Written problem 1: Locate each line of the listing that contains the word "skin" and copy those lines.
===== Passage shown =====
# CAI, why cut the wheel well?



## Playa123 (Jul 27, 2003)

hey guys, i was looking through ebay as usual, and i noticed them selling hoodscoops for pretty cheap, (roughly $50 shipped). My question is why don't more people use a hood scoop with a WAI to make it a CAI, and why do they cut into the wheel well? Also, doesn't a hood scoop look cooler as well?


----------



## Slayer2003 (Jun 4, 2003)

.....if i was to go hood scoop, i'd get a WAI, build a shroud to go around it out of plexiglass, fiberglass, metal etc, and create a RAMair intake  BUUUT, i live in New Hampshire, snow would make that a problem.


----------



## niky (Jul 20, 2002)

answer is that a CAI going through the bumper has a longer tube, and the longer air column helps make more power...

I've been planning to do a hood scoop type CAI for my friend's civic, but after looking through the plans, the long tube CAI seems like less of a headache.


----------



## Exalta (Jan 21, 2003)

cutting up the wheel well seems less painful for you than cutting up your hood (just imagine that saw cutting up your baby's sheetmetal) and having it in the wheel well is more inconspicuous than having it out loud in the hood (for sleepers though)
water is not a problem if you want to make a hood scoop intake,just add a water bypass valve and your set...but as slayer2003 mentioned, snow would really be a problem by clogging it all up.


----------



## niky (Jul 20, 2002)

nah... you'd have the box extend below the filter, making a catch-all for all that snow... i'd already designed one with a catchall for water, plus optional venting for when you need to close up the hood scoop... finally gave up when I realized there wouldn't be as much power as with a long tube... but it WOULD be nice.


----------



## Slayer2003 (Jun 4, 2003)

......if only the CAI weren't so long, and still somehow got cold air, it would make more power


----------



## Playa123 (Jul 27, 2003)

Why not connect the air conditioning to the "CAI" ???
:balls: :wtf:


----------



## Token Moron (Mar 28, 2003)

Playa123 said:


> *Why not connect the air conditioning to the "CAI" ???
> :balls: :wtf:
> 
> *


heh, try it


----------



## himilefrontier (Jan 21, 2003)

Ford already does! The latest model Lighning pickup uses the A/C as an aftercooler of sorts.I didn't believe it until I saw it for myself.


----------



## xt_out (Jun 23, 2003)

but you lose so much power with the ac on it seems.
i been lookin around for a nice hood scoop.
do they usually come with valves to close it up though?


----------



## holy200sx (Jan 8, 2003)

exactly.. if you want that.. get a CO2 sprayer.. and spray it in your intake... super cold.. just like NOS.. only.. its not nos.. and doesnt boost HP.. only decreases temp.


----------



## xt_out (Jun 23, 2003)

would you spray before the filter and just hope most of the cold air goes in or spray before the 02 censor???
would it be noticeable?
would it be as good/better than CAI
would it be worth it for the price of C02?


----------



## holy200sx (Jan 8, 2003)

what the.. f.... theres no o2 sensor in the intake... its only in the exhaust, they have the temperature sensor, but i think all cai's dont use them... i dont think it would be noticeable.. not in the pants... maybe on the dyno, it may go up a few hp.. cause it will be cold as shit.. you would spray after the maf..
===== Dataset =====
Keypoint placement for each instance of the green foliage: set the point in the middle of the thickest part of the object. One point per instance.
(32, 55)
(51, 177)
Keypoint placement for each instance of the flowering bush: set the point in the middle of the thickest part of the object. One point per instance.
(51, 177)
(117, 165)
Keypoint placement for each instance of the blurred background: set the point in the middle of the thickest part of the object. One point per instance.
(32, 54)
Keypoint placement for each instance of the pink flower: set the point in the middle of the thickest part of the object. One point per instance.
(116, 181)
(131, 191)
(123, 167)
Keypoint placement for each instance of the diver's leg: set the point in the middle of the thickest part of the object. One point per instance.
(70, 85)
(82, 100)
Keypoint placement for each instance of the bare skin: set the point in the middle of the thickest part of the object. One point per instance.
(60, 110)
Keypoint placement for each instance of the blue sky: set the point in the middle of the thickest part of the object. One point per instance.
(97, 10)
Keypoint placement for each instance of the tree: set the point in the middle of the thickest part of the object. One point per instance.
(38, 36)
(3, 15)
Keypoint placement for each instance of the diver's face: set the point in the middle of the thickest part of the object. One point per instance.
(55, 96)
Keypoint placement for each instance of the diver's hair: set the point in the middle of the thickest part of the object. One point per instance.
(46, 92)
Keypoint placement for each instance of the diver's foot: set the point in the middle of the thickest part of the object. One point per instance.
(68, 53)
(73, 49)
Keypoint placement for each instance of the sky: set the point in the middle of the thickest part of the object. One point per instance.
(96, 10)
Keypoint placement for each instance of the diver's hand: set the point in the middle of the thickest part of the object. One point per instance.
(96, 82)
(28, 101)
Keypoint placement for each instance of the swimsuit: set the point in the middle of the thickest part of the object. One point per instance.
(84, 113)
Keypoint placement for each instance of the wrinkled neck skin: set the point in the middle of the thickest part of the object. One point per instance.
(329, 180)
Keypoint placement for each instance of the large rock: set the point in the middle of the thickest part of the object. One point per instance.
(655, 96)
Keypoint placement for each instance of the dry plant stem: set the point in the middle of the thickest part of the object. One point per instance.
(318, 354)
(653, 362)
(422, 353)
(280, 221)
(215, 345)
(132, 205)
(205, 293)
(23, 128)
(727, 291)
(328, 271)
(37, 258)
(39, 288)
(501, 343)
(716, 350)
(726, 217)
=====
Written problem 2: Summarize the forum thread on cold air intakes in two sentences.

Reply 1:
Keypoint placement for each instance of the bare skin: set the point in the middle of the thickest part of the object. One point per instance.
Keypoint placement for each instance of the wrinkled neck skin: set the point in the middle of the thickest part of the object. One point per instance.

Reply 2: A poster asks why people cut into the wheel well for a cold air intake instead of using a hood scoop. Replies say the longer tube makes more power, snow would clog a scoop, and a wheel-well intake is less painful and more inconspicuous than cutting the hood, before the thread turns to cooling intake air with the air conditioning or a CO2 sprayer, which one reply says only lowers temperature and does not boost horsepower.